Selected excerpt:
____________________
Nanoparticles get drugs into the brain to clear HIV reservoirs

The brain is one of the final hiding places of HIV from combination antiretroviral therapy. Modern treatments effectively suppress levels of the virus in most parts of the body but struggle to cross the blood-brain barrier, allowing reservoirs to form in the central nervous system. The need to wipe out the reservoirs has spurred research into nanoparticles capable of entering the brain.

Researchers at the University of Miami shared details of their efforts to get antiretroviral therapy into the brain in a paper published in the journal ACS Nano. The paper describes the use of biodegradable brain-targeted polymeric nanoparticles to reduce the brain viral burden in an animal model of HIV.

The researchers used the nanoparticles to combine the antiretroviral therapy with antioxidant and anti-inflammatory neuroprotectants, creating a treatment with the potential to tackle both the viral reservoir and oxidative stress and inflammation. The approach could theoretically be used to hustle other therapeutic molecules across the blood-brain barrier.

Interest in applying the nanoparticle technology to HIV reflects the persistence of neurocognitive disorders despite improvements in the management of the infection. While dementia is now rare in people living with the virus, HIV-associated neurocognitive disorders that affect cognitive functions such as concentration and memory remain a problem.

Recreational drug use can increase the risk of neuroinflammation linked to HIV-associated neurocognitive disorders, leading the Miami researchers to study their nanoparticle formulation in a methamphetamine-exposed animal model. Including antioxidant and anti-inflammatory neuroprotectants gives the formulation the potential to tackle neuroinflammation. 

The paper is part of a string of publications from groups seeking to get antiretroviral therapies into the brain. Last year, researchers at the University of Tennessee published a paper describing the use of a poloxamer-PLGA nanoformulation to deliver elvitegravir, the active ingredient in combination therapies and Gilead’s now-withdrawn Vitekta, to cells in the brain.
____________________
[Recorded data]
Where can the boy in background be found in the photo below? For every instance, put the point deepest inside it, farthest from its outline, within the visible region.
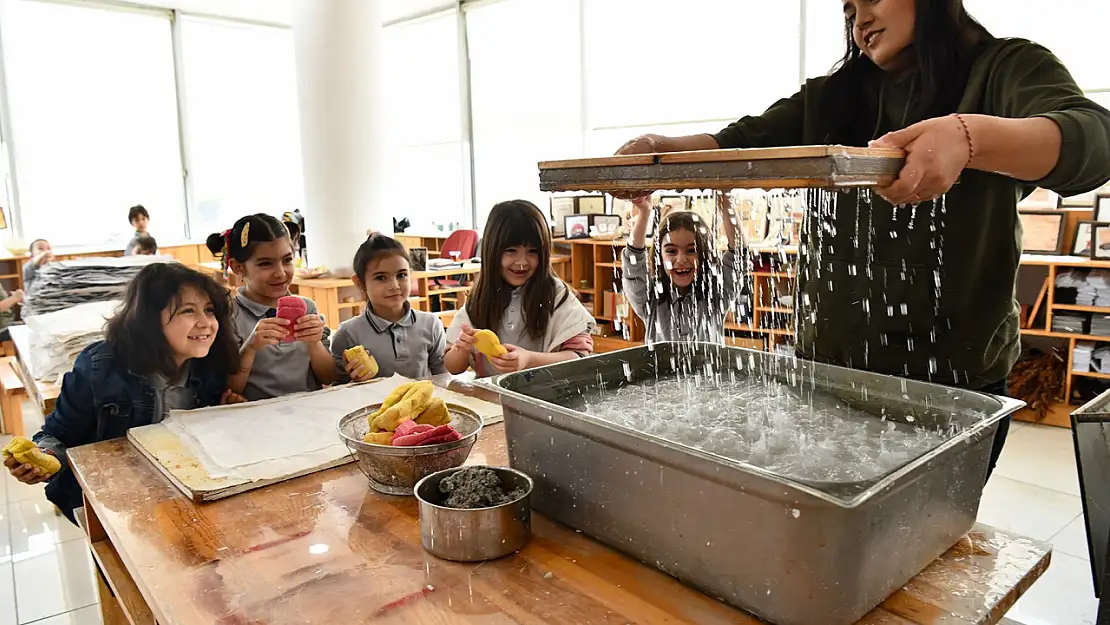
(143, 245)
(139, 219)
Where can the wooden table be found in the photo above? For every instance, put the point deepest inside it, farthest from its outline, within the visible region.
(325, 548)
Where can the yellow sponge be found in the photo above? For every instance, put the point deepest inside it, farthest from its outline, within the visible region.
(360, 354)
(486, 342)
(26, 452)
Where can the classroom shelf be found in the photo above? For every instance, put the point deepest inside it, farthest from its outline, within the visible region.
(1091, 374)
(1101, 310)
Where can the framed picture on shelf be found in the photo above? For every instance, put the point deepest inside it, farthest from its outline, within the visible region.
(591, 204)
(1100, 241)
(561, 208)
(1041, 231)
(576, 227)
(1081, 241)
(417, 258)
(1102, 208)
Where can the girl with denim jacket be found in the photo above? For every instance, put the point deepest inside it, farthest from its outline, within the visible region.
(170, 346)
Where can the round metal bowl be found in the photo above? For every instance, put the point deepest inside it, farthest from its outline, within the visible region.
(474, 534)
(395, 471)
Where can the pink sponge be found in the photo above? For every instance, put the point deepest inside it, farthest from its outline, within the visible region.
(419, 434)
(291, 308)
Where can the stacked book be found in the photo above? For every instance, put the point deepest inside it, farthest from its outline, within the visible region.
(1081, 356)
(63, 284)
(58, 338)
(1100, 324)
(1101, 360)
(1069, 323)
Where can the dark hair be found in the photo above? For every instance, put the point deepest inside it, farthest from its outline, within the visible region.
(946, 38)
(135, 335)
(137, 211)
(145, 245)
(692, 222)
(375, 247)
(516, 222)
(260, 228)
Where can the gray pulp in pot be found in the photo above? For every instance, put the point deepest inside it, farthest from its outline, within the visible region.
(474, 487)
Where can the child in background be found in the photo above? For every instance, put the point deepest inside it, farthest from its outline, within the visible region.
(259, 249)
(139, 219)
(680, 295)
(41, 253)
(170, 346)
(518, 296)
(144, 247)
(402, 340)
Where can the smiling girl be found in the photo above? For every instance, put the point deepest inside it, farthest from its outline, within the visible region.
(259, 249)
(694, 291)
(402, 340)
(170, 346)
(518, 296)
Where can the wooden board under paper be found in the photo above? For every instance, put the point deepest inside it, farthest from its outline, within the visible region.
(170, 454)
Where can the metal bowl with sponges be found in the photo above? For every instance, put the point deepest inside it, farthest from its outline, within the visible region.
(395, 471)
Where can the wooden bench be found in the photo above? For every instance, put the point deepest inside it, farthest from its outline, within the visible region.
(11, 399)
____________________
Description of the task:
According to the article on nanoparticles carrying HIV drugs into the brain, what kind of animal model did the University of Miami researchers use to study their nanoparticle formulation?

Output of the task:
A methamphetamine-exposed animal model.